> **Work task**:
Report all lines from the entries below in which "elements" appears.

[Point-per-instance localization data]
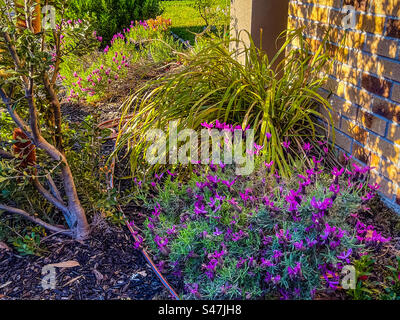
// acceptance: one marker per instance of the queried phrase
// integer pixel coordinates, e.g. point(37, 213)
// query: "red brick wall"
point(365, 80)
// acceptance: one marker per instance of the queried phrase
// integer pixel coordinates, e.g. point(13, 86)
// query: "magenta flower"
point(286, 144)
point(337, 173)
point(307, 147)
point(206, 125)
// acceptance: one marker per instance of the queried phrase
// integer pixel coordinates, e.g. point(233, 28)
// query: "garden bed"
point(109, 268)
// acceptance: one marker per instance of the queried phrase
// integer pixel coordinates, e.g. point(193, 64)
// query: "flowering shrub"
point(231, 237)
point(91, 79)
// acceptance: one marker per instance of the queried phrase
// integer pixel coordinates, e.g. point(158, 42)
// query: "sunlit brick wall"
point(365, 80)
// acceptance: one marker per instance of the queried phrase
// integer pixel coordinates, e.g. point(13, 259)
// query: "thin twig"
point(38, 221)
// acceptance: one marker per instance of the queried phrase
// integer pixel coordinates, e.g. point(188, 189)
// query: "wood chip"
point(5, 285)
point(72, 281)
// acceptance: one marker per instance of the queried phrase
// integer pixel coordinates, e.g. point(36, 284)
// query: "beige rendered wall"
point(254, 15)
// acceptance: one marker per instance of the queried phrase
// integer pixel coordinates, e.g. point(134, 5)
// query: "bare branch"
point(49, 197)
point(38, 221)
point(53, 189)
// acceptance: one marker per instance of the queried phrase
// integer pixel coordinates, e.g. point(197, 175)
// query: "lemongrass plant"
point(281, 101)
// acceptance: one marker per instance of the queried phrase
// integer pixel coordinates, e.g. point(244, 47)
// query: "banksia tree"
point(30, 61)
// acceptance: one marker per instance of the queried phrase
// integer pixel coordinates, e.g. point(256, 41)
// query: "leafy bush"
point(230, 237)
point(214, 85)
point(110, 16)
point(92, 76)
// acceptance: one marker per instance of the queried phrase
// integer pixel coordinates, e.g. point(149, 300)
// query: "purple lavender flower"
point(286, 145)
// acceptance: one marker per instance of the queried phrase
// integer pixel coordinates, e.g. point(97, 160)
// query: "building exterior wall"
point(364, 80)
point(251, 15)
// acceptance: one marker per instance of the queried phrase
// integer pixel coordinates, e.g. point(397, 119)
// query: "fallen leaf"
point(66, 264)
point(98, 275)
point(4, 246)
point(72, 281)
point(5, 285)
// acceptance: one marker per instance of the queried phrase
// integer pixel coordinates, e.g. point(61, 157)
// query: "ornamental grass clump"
point(234, 237)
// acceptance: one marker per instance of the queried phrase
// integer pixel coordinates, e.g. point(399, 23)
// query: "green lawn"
point(185, 18)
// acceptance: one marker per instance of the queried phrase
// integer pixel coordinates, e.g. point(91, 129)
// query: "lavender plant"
point(233, 237)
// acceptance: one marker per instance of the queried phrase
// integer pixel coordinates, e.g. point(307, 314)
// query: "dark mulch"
point(109, 268)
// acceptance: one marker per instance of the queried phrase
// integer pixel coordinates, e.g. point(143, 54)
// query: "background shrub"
point(112, 16)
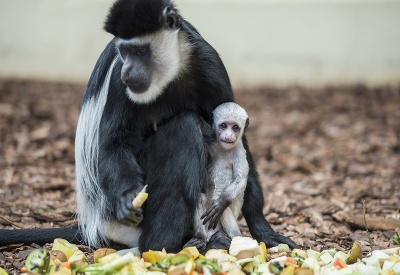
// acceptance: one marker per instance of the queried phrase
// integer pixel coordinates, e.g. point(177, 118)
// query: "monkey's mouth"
point(135, 90)
point(227, 141)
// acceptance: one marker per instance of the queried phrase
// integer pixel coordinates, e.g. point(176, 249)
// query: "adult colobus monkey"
point(151, 90)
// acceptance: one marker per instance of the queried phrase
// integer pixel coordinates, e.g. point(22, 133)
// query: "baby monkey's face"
point(229, 132)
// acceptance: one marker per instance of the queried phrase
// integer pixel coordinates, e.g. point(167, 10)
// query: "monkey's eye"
point(140, 51)
point(235, 128)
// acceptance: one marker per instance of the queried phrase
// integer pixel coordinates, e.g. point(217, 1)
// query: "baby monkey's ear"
point(246, 126)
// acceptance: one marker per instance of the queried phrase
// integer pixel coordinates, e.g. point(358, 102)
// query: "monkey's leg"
point(174, 160)
point(229, 224)
point(200, 237)
point(252, 209)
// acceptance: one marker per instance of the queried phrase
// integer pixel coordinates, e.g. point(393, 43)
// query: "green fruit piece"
point(101, 252)
point(213, 267)
point(64, 246)
point(275, 267)
point(179, 259)
point(38, 261)
point(159, 267)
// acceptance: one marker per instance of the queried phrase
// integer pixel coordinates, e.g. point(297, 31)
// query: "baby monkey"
point(227, 174)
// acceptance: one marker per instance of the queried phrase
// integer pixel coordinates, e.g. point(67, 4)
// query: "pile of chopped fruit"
point(245, 256)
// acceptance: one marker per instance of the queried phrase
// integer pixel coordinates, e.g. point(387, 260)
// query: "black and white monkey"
point(222, 203)
point(152, 88)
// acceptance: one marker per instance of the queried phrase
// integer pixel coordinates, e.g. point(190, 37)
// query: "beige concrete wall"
point(285, 42)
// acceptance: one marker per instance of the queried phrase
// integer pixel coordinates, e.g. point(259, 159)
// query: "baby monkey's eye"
point(235, 128)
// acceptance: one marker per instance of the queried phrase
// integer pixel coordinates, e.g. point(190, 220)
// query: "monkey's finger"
point(214, 221)
point(210, 216)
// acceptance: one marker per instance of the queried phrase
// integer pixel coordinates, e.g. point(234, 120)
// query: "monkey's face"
point(152, 61)
point(228, 133)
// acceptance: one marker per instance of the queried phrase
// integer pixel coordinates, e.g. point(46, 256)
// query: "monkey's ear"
point(246, 125)
point(170, 19)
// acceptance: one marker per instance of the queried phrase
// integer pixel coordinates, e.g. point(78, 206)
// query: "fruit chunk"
point(38, 261)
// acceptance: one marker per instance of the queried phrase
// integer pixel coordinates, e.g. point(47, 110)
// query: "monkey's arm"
point(120, 178)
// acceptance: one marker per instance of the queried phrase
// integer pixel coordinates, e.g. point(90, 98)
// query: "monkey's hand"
point(126, 213)
point(214, 213)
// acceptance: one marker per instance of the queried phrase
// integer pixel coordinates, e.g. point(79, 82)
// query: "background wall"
point(278, 42)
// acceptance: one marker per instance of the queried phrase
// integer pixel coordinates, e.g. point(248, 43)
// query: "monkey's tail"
point(72, 234)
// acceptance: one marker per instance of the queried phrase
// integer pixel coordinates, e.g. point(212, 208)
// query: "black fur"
point(131, 18)
point(171, 160)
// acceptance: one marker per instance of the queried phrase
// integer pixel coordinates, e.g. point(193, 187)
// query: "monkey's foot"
point(199, 243)
point(219, 241)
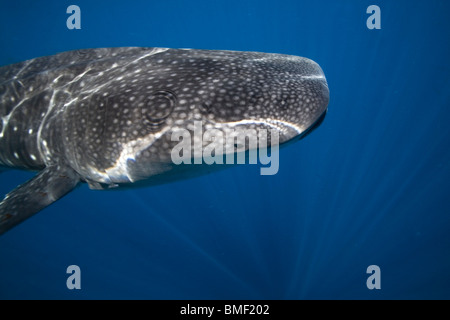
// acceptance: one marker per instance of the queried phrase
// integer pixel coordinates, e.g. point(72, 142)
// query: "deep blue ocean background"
point(369, 186)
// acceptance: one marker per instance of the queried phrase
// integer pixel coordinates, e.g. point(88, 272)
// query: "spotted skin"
point(105, 116)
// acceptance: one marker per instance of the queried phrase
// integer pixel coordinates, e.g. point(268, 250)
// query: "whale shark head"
point(165, 91)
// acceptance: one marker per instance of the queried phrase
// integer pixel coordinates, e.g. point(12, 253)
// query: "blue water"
point(369, 187)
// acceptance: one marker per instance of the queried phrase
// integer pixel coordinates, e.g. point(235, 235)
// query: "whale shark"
point(105, 116)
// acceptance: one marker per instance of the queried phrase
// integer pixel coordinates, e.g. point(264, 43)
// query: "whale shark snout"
point(108, 116)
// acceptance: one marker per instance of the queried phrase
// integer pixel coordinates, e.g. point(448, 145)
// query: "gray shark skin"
point(105, 116)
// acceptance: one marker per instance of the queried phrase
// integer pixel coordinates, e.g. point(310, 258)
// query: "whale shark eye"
point(206, 107)
point(157, 107)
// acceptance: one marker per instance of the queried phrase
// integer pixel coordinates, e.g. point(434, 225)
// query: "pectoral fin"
point(49, 185)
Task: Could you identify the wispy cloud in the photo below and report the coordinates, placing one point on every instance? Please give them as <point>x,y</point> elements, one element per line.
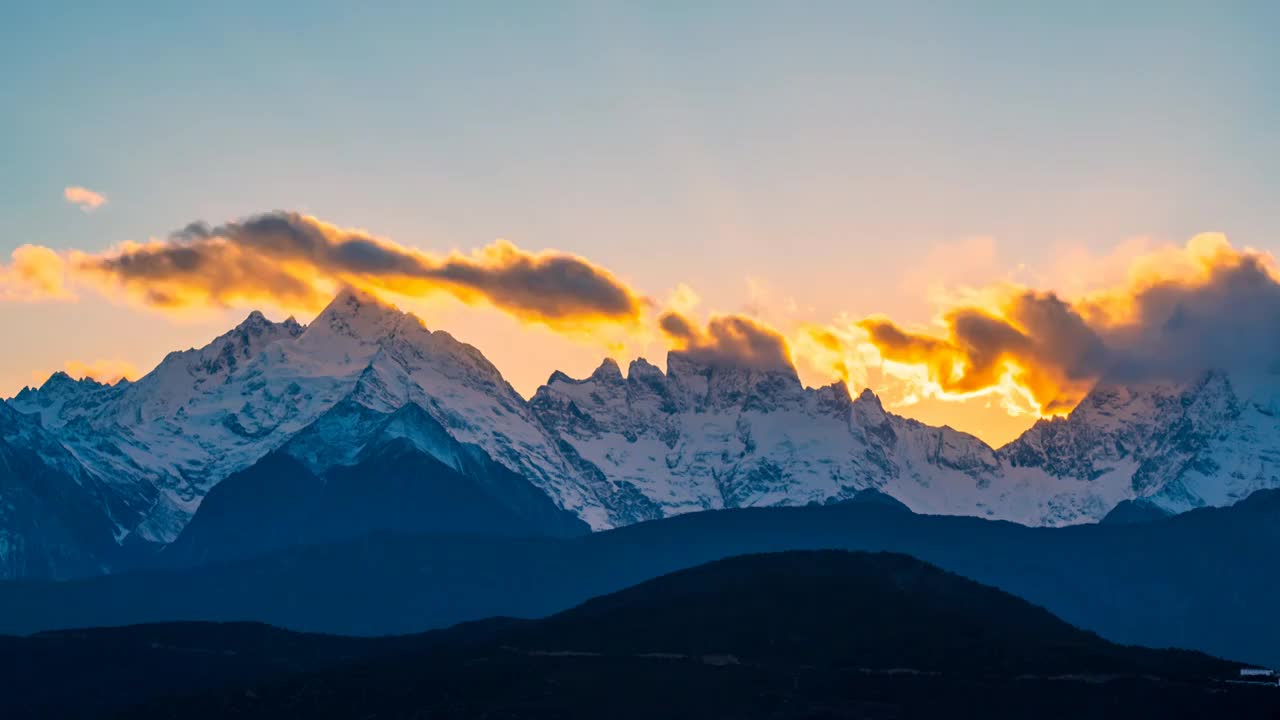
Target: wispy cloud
<point>35,274</point>
<point>296,260</point>
<point>83,197</point>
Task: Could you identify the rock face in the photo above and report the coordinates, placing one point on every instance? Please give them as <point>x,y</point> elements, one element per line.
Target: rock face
<point>702,437</point>
<point>55,518</point>
<point>160,443</point>
<point>612,449</point>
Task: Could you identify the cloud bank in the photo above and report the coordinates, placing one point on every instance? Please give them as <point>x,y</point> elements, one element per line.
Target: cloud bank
<point>1180,311</point>
<point>727,341</point>
<point>298,261</point>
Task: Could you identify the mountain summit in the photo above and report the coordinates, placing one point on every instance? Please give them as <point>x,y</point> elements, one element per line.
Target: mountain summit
<point>620,447</point>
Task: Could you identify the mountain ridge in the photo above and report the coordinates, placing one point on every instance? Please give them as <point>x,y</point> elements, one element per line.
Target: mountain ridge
<point>617,449</point>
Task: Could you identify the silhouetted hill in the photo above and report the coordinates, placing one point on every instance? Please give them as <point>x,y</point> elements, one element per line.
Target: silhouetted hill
<point>1205,579</point>
<point>795,634</point>
<point>798,634</point>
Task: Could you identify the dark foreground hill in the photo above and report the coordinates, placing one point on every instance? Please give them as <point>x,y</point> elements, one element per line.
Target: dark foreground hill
<point>796,634</point>
<point>1205,579</point>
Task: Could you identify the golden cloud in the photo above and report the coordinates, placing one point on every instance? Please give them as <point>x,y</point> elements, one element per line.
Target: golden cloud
<point>727,341</point>
<point>35,274</point>
<point>109,372</point>
<point>298,261</point>
<point>1182,310</point>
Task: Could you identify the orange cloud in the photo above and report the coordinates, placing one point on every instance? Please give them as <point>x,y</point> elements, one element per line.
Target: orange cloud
<point>109,372</point>
<point>1182,310</point>
<point>728,341</point>
<point>298,261</point>
<point>85,197</point>
<point>35,274</point>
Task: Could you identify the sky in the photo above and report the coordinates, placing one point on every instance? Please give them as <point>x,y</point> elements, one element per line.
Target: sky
<point>800,165</point>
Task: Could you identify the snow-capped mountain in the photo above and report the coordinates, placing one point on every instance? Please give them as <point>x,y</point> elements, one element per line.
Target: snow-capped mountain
<point>612,449</point>
<point>1173,446</point>
<point>165,440</point>
<point>55,518</point>
<point>703,437</point>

> **Solution to the problem**:
Task: Could you identify the wispy cloud in the photo below and report the coordinates, placing one point on every instance? Please give them as <point>x,y</point> elements, one element per line.
Task: Could you identify the rock face in the photo above and report the coordinates, placing one point on every instance? Please give them as <point>x,y</point> elements, one element per line.
Task: Could you identify the cloud bank in the photo above and report the coordinates, placing one point on every instance? Please give them as <point>x,y</point> elements, one element per line.
Task: Could you identify the mountain summit in the photo above and report the coordinates, placing one point on every instance? Please give them as <point>x,y</point> elements, one element per line.
Task: Could you identify the mountain ridge in the photo above and report the coordinates, placing one point on every instance? Please give them as <point>x,y</point> elements, one element per line.
Task: Could you identify the silhouetted hill in the photo above and report the coordinates, placing one point on every instance? Please give them as <point>x,y</point> elements, one element per line.
Task: Could you identify the dark foreground hill in the photo above and report the coordinates, placing one point on every instance? Please give them as <point>x,y</point> elements, one element per line.
Task: Could you identify the golden cloud in the photo above and report the coordinates, placing one point on every instance? Please give them as <point>x,y</point> elements, one element per line.
Task: Could you identify the orange cloud in the photo above and report the coordinates, placing one point on every instance? Please give them as <point>x,y</point> elements, one element per line.
Task: Could you identify the sky in the photo above and report the coordinates, placing one point on every instance? Please give them as <point>x,y</point> elements, one element per line.
Task: Could you identify the snow-capped mountain in the photo above and report the coordinates, placing one point on every instance? Please give them as <point>x,y</point> elements, one element per line.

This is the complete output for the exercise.